Énoncé:
Répondez aux questions suivantes d'après le texte sur la création de bijoux.
1. Dans quel but la personne prend-elle des rendez-vous ?
2. Quel exemple est donné pour illustrer les grands événements de la vie marqués par un bijou ?
3. Quels matériaux sont cités dans la question portant sur les créations personnelles ?

Texte du document:
^^^^

C’est pour ça que je prends des rendez-vous pour créer un échange et arriver à cerner aussi toute la symbolique que la personne souhaite mettre dans son bijou. Parce que c’est ça, en fait, un bijou : du symbole. On ne s’en rend pas compte, mais dans une vie il n’y a pas d’autres objets qui sont autant chargés de sens, de sentiments, de transmission. Un bijou est un objet vraiment très symbolique.

Ça marque tous les grands événements de la vie, comme les alliances lors d’un mariage par exemple. Il y a des familles qui veulent symboliser les enfants, des petits-enfants qui veulent se souvenir de leur grand-mère en remettant le diamant d’un ancien bijou au goût du jour. On est dans la transmission, la symbolique pure.

Quelles sont les lignes directrices de vos créa-tions personnelles ? On remarque souvent un travail qui matérialise d’une certaine façon les différentes étapes du bijou : la matière brute, puis la matière travaillée, et enfin le bijou abouti. Vous utilisez également la roche, le bois… Quand vous créez, est-ce que vous vous laissez porter par une inspiration ou avez-vous au contraire une ligne directrice claire que vous suivez ?

^^^^

Extrait de données:

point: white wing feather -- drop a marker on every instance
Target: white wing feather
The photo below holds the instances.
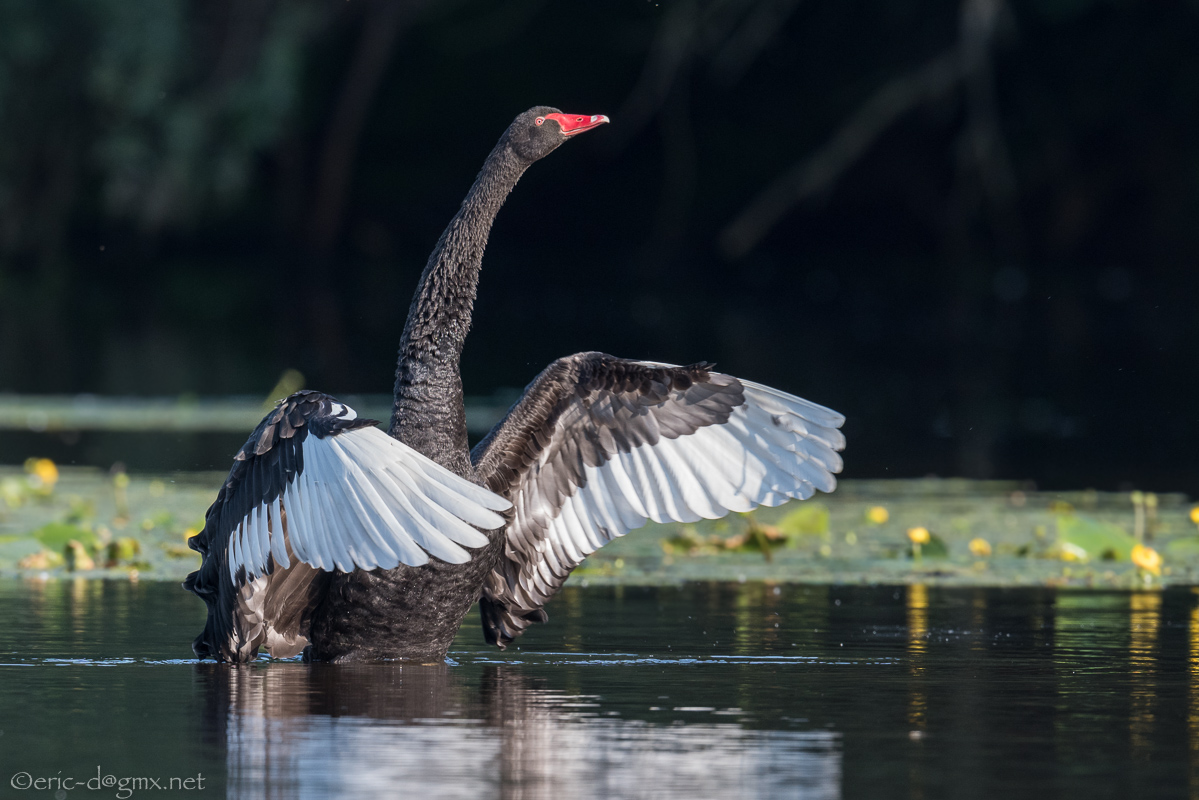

^^^^

Corrigé complet:
1. Pour créer un échange et cerner toute la symbolique que la personne souhaite mettre dans son bijou.
2. Les alliances lors d'un mariage.
3. La roche et le bois.